→ Your objective: Make your reply a word-for-word repeat of the records.

◆ ◆ ◆

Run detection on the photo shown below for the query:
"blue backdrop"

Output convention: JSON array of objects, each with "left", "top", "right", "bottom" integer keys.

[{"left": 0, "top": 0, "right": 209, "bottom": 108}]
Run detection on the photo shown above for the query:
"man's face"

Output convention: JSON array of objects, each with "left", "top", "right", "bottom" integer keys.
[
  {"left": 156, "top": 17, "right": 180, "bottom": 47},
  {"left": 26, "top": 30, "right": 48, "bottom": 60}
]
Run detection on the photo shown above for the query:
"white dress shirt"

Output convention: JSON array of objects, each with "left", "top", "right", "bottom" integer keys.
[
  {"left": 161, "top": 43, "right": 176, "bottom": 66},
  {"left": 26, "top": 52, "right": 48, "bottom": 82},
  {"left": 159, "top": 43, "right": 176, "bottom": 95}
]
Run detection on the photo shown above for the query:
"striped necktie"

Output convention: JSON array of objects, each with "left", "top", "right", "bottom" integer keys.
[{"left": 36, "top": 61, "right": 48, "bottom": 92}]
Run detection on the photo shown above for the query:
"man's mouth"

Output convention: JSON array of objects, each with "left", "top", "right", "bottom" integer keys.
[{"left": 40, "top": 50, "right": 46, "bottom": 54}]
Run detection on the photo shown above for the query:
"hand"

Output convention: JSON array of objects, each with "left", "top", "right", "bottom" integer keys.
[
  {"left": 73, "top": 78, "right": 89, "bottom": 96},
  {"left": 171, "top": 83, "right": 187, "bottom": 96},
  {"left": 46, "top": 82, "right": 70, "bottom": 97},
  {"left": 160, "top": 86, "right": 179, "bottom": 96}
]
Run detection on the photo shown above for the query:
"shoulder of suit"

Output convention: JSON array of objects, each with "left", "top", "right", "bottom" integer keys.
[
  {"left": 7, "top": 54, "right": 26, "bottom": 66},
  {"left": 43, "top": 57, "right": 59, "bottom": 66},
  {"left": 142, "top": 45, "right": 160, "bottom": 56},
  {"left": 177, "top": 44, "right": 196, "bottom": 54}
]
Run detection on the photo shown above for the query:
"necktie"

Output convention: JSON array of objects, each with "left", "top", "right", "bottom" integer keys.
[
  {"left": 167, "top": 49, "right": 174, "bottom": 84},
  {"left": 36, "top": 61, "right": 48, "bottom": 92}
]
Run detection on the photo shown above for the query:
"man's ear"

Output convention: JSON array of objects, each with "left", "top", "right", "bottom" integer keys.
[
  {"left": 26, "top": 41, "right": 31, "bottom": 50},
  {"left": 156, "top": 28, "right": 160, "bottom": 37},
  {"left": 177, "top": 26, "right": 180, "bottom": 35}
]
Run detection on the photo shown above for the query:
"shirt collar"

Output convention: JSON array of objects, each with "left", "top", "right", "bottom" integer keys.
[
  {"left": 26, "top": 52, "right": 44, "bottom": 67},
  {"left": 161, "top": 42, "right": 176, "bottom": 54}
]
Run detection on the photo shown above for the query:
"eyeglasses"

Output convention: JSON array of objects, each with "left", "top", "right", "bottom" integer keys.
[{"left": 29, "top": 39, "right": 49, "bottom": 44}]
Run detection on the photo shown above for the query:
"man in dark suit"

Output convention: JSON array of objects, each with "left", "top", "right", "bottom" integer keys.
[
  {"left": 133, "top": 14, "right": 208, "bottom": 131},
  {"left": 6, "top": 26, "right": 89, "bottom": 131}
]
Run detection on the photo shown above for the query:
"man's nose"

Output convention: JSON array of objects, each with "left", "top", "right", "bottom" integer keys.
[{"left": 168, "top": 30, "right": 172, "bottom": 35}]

◆ ◆ ◆

→ Solution to this exercise:
Run detection on the photo shown below for the query:
"blue backdrop"

Output convention: JSON array of objects, each with "left", "top", "right", "bottom" integer keys.

[{"left": 0, "top": 0, "right": 209, "bottom": 108}]
Run detection on the photo shown above for the query:
"man's face"

Output convention: JSON array of objects, each with "left", "top", "right", "bottom" integer keys.
[
  {"left": 156, "top": 17, "right": 180, "bottom": 47},
  {"left": 26, "top": 30, "right": 48, "bottom": 60}
]
Run detection on the photo shown above for the query:
"white dress shirt"

Output convention: JSON array of objects, each with "left", "top", "right", "bottom" integer keys.
[
  {"left": 161, "top": 43, "right": 176, "bottom": 66},
  {"left": 26, "top": 52, "right": 48, "bottom": 82},
  {"left": 159, "top": 43, "right": 176, "bottom": 95}
]
Run detection on the photo shown above for the query:
"striped necktie"

Output convention: JSON array of objects, each with "left", "top", "right", "bottom" integer keys.
[{"left": 36, "top": 61, "right": 48, "bottom": 92}]
Run detection on the photo shown above for the query:
"man's mouth"

Output convention: JSON array of objects, each with "left", "top", "right", "bottom" integer keys.
[{"left": 40, "top": 50, "right": 46, "bottom": 54}]
Run detection on the photo shown above for the query:
"hand"

Output convention: JSON array of objects, each with "left", "top", "right", "bottom" integer keys.
[
  {"left": 73, "top": 78, "right": 89, "bottom": 96},
  {"left": 171, "top": 83, "right": 187, "bottom": 96},
  {"left": 46, "top": 82, "right": 70, "bottom": 97},
  {"left": 160, "top": 86, "right": 179, "bottom": 96}
]
Run detection on the photo shown above for the query:
"shoulder of suit"

Output convention: JSON array of objects, each with "left", "top", "right", "bottom" integer keys.
[
  {"left": 7, "top": 54, "right": 26, "bottom": 66},
  {"left": 43, "top": 57, "right": 59, "bottom": 66},
  {"left": 142, "top": 45, "right": 160, "bottom": 56},
  {"left": 177, "top": 44, "right": 196, "bottom": 54}
]
Run detection on the photo shown above for the query:
"necktie"

Output convention: JSON array of objects, each with "left", "top", "right", "bottom" integer keys.
[
  {"left": 167, "top": 49, "right": 174, "bottom": 84},
  {"left": 36, "top": 61, "right": 48, "bottom": 92}
]
Run detection on the photo shown above for the query:
"man's ear"

Output convention: JSON array of objects, each with "left", "top", "right", "bottom" integer keys.
[
  {"left": 26, "top": 41, "right": 31, "bottom": 50},
  {"left": 156, "top": 28, "right": 160, "bottom": 37},
  {"left": 177, "top": 26, "right": 180, "bottom": 35}
]
Run detection on the photo shown above for the query:
"shirt collar"

Output convention: JSON array of objects, each with "left", "top", "right", "bottom" integer keys.
[
  {"left": 26, "top": 52, "right": 44, "bottom": 67},
  {"left": 161, "top": 42, "right": 176, "bottom": 54}
]
Run detection on the photo shown above for the query:
"eyeglasses"

Output convention: JSON array of objects, each with "left", "top", "right", "bottom" integer keys.
[{"left": 29, "top": 39, "right": 49, "bottom": 44}]
Run detection on the photo shown above for the query:
"man in dark suit"

Output convention: JSON array of objects, each with "left", "top", "right", "bottom" integer keys.
[
  {"left": 133, "top": 14, "right": 208, "bottom": 131},
  {"left": 6, "top": 26, "right": 89, "bottom": 131}
]
Run detection on the photo shown above for the query:
"man's nose"

Output convention: JSON array of objects, each with "left", "top", "right", "bottom" integer keys.
[{"left": 168, "top": 30, "right": 172, "bottom": 35}]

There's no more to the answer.